The thing sitting inside the supremum is a singular integral operator. One definition of such a thing is: an operator $T$ (operating on $L^p(\mathbb{R}^n$)) is a singular integral operator if we can write $\displaystyle{Tf(x)=\int_{\mathbb{R}^n}K(x,y)f(y)dy}$

where $K$ is a measurable function with plenty of nice qualities but has some kind of singularity — in the sense that $K$ has a discontinuity or blow up. In practice, many singular integral operators are convolutions with some kind of singular function, e.g. the Hilbert transform. In this case, a singular integral operator can be written as $\displaystyle{Tf(x)=\int_{\mathbb{R}^n}m(\xi)\hat{f}e^{2\pi ix\xi}d\xi.}$

for a measurable function $m$ which will also have lots of nice properties but which has some kind of singularity.

PROBLEM REQUIREMENTS:
Say whether each of these statements agrees with the passage on singular integral operators. Answer yes or no for each, and quote the words of the passage that decide it.
1. The kernel $K$ is required to be free of any singularity.
2. The Hilbert transform is given as an example of a convolution with a singular function.
3. The function $m$ in the second formula is said to have some kind of singularity.

RECORDS SHOWN:
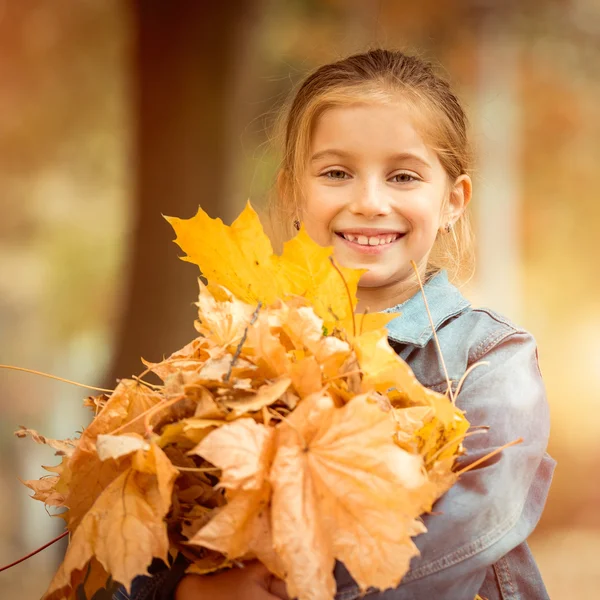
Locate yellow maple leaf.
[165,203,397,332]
---
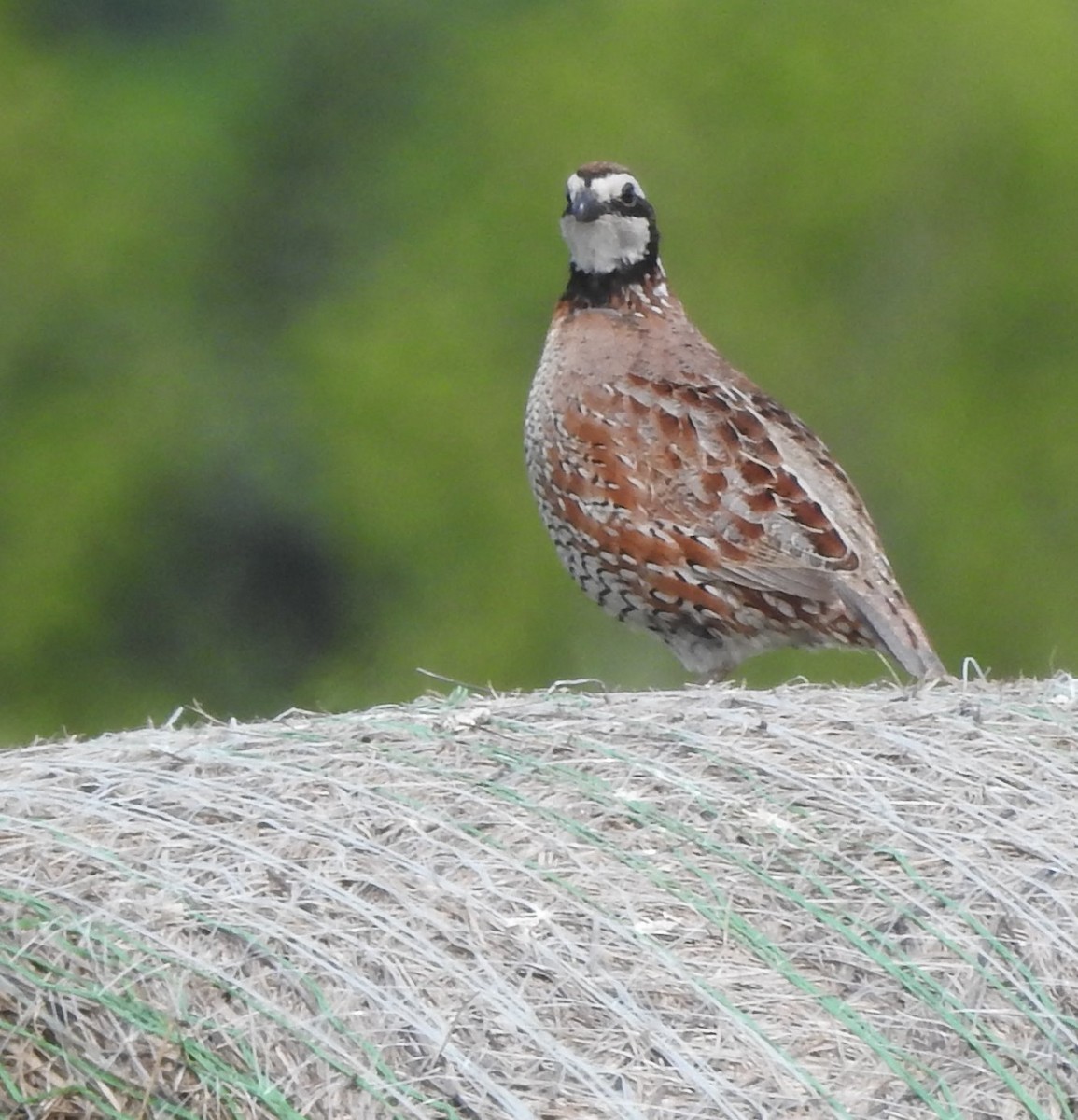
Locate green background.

ANSWER BELOW:
1. No: "but has some kind of singularity — in the sense that $K$ has a discontinuity or blow up"
2. Yes: "many singular integral operators are convolutions with some kind of singular function, e.g. the Hilbert transform"
3. Yes: "but which has some kind of singularity"